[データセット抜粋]
***

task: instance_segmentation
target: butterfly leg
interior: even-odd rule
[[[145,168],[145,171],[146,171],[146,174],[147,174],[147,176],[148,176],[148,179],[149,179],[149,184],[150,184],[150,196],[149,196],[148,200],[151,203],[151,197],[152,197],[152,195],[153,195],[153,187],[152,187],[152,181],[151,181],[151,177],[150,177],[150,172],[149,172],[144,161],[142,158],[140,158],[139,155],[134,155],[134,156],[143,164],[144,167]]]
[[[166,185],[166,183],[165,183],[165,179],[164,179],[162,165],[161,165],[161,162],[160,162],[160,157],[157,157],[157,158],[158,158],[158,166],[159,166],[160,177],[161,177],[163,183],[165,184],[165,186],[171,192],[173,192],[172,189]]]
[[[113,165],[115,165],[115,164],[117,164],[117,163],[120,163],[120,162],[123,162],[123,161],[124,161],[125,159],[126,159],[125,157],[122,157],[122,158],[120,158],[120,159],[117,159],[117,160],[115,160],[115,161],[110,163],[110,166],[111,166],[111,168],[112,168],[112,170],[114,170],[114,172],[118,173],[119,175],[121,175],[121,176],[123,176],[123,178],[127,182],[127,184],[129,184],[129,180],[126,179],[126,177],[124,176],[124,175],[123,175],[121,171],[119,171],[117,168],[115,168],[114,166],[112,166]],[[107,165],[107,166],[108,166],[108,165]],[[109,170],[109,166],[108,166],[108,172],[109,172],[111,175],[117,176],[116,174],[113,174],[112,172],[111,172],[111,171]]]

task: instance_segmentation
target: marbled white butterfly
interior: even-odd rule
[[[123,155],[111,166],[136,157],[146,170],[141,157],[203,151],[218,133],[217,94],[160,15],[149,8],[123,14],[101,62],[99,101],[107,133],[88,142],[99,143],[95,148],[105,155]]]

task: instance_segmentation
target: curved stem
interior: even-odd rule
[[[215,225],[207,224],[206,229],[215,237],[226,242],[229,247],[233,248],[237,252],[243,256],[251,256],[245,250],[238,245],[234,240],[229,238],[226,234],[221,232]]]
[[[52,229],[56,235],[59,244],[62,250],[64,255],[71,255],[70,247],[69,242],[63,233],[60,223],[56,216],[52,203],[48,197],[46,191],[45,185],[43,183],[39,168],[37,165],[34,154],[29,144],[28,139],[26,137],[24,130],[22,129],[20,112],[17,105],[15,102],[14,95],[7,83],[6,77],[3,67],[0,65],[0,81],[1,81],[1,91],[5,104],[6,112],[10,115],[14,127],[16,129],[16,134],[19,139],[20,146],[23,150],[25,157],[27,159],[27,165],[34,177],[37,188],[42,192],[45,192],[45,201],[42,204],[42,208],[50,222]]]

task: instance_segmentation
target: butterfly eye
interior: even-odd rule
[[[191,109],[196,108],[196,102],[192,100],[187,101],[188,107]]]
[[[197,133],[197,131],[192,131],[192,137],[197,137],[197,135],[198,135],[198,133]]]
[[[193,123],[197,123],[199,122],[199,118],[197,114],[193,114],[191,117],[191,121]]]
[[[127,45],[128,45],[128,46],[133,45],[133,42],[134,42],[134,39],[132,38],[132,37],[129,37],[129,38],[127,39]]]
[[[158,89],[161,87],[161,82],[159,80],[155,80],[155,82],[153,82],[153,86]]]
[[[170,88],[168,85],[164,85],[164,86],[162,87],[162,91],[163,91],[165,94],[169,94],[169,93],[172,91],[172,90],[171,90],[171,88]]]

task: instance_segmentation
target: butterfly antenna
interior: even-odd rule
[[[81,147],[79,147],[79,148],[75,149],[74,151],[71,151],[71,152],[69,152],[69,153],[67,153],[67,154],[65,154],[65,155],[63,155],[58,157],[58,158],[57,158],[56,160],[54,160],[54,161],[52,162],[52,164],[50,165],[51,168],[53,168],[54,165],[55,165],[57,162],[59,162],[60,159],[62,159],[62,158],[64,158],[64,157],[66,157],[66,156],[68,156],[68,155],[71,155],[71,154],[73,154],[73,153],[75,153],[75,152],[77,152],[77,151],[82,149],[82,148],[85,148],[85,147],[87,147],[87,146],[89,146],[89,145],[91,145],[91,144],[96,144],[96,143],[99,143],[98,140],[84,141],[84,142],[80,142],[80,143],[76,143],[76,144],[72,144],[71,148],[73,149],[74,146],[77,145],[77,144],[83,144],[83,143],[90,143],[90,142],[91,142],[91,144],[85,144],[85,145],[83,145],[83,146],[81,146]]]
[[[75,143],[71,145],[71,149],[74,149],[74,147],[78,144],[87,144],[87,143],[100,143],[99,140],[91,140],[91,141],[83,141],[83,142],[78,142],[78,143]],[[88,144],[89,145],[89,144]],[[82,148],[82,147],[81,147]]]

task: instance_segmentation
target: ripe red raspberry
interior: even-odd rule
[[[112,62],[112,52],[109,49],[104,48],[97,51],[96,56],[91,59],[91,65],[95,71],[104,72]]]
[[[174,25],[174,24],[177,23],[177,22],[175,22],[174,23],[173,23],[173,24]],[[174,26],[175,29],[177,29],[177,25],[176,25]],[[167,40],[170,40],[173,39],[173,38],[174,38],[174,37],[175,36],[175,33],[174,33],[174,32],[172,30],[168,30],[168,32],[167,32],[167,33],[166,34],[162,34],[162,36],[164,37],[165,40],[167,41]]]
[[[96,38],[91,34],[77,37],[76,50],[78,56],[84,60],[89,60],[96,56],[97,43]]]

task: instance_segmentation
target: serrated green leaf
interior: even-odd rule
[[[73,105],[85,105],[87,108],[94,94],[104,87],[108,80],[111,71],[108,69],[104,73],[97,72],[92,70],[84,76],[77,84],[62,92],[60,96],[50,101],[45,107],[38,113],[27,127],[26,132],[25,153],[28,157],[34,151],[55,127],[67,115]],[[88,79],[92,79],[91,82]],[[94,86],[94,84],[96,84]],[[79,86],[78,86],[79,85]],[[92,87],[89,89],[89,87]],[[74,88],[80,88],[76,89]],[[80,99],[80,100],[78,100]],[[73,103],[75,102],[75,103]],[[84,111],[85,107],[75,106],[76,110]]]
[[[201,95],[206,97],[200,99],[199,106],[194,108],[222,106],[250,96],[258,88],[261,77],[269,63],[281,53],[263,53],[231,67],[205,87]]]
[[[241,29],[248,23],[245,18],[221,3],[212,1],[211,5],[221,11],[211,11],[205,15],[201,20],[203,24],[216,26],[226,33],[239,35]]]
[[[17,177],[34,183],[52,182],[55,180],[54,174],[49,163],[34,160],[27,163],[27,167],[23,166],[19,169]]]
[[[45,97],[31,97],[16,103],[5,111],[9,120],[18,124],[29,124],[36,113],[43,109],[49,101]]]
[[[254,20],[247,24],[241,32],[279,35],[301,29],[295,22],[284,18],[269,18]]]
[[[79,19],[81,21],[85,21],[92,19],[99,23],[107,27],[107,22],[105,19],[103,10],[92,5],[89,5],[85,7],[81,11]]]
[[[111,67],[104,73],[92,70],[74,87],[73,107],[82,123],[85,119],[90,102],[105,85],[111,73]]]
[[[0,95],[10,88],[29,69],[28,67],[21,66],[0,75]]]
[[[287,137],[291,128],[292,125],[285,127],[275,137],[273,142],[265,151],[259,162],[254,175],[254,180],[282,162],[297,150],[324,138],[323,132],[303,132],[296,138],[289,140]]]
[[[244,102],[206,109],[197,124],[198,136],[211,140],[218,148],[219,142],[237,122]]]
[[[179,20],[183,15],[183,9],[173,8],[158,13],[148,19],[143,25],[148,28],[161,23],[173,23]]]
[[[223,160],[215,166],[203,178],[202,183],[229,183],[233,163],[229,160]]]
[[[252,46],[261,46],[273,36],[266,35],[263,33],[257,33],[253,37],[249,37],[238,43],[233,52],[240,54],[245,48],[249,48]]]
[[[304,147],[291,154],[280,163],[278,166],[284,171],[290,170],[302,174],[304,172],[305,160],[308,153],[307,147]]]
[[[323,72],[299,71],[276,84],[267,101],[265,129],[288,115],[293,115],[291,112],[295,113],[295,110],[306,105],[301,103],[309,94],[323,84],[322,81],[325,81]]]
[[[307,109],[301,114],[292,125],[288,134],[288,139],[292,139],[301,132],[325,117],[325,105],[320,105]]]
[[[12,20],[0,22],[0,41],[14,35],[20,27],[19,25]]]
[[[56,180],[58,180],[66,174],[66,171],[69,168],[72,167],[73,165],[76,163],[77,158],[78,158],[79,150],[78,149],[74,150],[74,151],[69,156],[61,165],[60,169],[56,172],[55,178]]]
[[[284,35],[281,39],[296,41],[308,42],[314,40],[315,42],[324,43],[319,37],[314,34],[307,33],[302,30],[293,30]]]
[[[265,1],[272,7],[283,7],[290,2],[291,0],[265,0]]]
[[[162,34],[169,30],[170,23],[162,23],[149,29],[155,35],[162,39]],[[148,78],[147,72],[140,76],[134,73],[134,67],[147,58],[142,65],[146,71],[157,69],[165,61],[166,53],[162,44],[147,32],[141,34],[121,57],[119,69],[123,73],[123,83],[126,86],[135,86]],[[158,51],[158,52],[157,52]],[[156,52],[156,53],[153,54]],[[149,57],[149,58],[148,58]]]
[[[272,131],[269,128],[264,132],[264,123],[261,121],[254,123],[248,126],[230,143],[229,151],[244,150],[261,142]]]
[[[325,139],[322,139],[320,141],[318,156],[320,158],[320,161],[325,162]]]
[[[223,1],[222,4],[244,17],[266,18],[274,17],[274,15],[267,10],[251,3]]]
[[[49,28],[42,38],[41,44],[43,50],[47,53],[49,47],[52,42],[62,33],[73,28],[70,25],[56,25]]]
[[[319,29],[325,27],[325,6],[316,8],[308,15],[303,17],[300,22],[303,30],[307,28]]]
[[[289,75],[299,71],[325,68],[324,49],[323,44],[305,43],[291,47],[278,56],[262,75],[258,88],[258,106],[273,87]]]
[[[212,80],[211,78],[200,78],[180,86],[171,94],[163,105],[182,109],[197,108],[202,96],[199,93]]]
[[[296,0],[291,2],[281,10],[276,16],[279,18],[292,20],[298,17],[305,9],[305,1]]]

***

上の一覧で、文字列「target」を含む行を数え、その数だけを答えよ。

7